Segundo avaliação da OIT (Organização Internacional do Trabalho), o impacto econômico da pandemia poderá levar a 25 milhões de novos desempregados, o que elevaria para mais de 200 milhões o número de pessoas sem emprego, no mundo todo. Existem estimativas mais moderadas. E mais pessimistas. Mas todas levam ao mesmo ponto: os mais afetados serão os pobres, os jovens com salários baixos, as mulheres, os trabalhadores informais e os que não tem educação formal.
Nesses mais de seis meses de pandemia descobrimos que muitos tipos de trabalho podem ser feitos à distância: os que não podem e não são essenciais, fecham vagas, reduzem horas e salários, ou demitem. Já no trabalho remoto, quem não tem condições técnicas, equipamento ou acesso à infraestrutura digital, também corre o risco de demissão.

* Linhas fornecidas
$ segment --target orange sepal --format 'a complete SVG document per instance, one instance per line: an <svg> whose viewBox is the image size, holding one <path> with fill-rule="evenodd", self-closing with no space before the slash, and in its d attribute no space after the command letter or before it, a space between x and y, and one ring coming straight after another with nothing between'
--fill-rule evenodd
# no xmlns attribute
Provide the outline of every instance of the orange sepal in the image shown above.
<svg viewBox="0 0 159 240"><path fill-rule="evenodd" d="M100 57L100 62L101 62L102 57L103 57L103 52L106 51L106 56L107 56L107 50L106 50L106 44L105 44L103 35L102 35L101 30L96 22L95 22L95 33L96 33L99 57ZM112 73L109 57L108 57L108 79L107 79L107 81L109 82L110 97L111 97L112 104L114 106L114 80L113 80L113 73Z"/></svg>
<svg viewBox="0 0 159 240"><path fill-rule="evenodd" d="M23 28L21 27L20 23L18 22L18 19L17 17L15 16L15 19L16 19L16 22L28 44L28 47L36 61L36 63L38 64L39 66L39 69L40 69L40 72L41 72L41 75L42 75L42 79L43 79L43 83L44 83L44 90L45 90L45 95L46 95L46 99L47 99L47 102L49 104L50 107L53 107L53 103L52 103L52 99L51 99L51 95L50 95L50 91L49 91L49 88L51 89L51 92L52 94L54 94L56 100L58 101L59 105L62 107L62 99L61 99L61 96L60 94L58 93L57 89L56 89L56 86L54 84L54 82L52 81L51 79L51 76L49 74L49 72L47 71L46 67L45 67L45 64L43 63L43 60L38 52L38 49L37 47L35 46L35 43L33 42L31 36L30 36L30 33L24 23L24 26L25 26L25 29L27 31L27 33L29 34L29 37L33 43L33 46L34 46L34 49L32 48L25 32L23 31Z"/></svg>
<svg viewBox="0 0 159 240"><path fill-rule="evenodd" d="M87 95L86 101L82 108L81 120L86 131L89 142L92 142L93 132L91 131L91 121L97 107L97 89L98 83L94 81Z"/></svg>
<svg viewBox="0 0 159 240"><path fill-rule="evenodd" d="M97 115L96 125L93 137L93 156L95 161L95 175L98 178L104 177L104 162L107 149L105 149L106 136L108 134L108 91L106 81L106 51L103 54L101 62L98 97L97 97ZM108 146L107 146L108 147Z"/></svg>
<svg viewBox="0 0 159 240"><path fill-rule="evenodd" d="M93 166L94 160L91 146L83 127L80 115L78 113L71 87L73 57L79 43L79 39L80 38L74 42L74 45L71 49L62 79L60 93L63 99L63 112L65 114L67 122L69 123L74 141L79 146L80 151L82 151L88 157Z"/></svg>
...
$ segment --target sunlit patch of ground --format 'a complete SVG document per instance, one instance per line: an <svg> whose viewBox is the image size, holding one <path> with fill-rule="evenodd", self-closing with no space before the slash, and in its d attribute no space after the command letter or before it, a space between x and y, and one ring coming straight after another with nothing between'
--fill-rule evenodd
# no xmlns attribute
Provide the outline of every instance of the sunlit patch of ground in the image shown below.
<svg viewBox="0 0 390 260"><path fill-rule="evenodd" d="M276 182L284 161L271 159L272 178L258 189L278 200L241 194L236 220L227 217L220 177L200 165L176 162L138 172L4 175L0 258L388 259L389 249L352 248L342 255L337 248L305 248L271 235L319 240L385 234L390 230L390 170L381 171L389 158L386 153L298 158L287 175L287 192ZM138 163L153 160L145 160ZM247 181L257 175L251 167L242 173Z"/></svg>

* Tarefas
**A)** De acordo com a OIT citada no texto sobre desemprego na pandemia, quantos novos desempregados o impacto econômico da pandemia poderá gerar?
**B)** No texto sobre desemprego na pandemia, reescreva em forma de lista o parágrafo que começa com "Nesses mais de seis meses de pandemia", mantendo seus fatos principais.
**C)** Dê continuidade ao texto sobre desemprego na pandemia a partir da última frase apresentada.

* Respostas em ordem
**A)** 25 milhões de novos desempregados.

**B)**
- Em mais de seis meses de pandemia, descobriu-se que muitos tipos de trabalho podem ser feitos à distância.
- Os trabalhos que não podem ser feitos à distância e não são essenciais fecham vagas, reduzem horas e salários ou demitem.
- No trabalho remoto, quem não tem condições técnicas, equipamento ou acesso à infraestrutura digital também corre risco de demissão.

**C)**
Com o isolamento social, o setor de serviços, responsável por mais de 60% do PIB, foi um dos segmentos mais afetados, incluindo restaurantes & afins, hospedagem, salões de beleza, academias, reparos, turismo, diversão e comércio. Sem contar que o comércio atacadista e varejista tem um baixo número de vagas para trabalho remoto. Exatamente os setores onde se concentram os trabalhadores de mais baixa renda.
A taxa de desemprego no Brasil, no primeiro semestre, subiu para 12,2% segundo o IBGE, atingindo 12,9 milhões de pessoas. E, para o Ibre/FGV, deve fechar o ano com uma taxa média de desemprego em torno de 18,7%. Segundo o Instituto, a pandemia já afetou o trabalho e a renda de 53,5% das famílias brasileiras por um dos motivos que segue: pelo menos um membro foi impedido de trabalhar pelo isolamento, teve jornada e salário diminuídos, contrato suspenso ou foi demitido.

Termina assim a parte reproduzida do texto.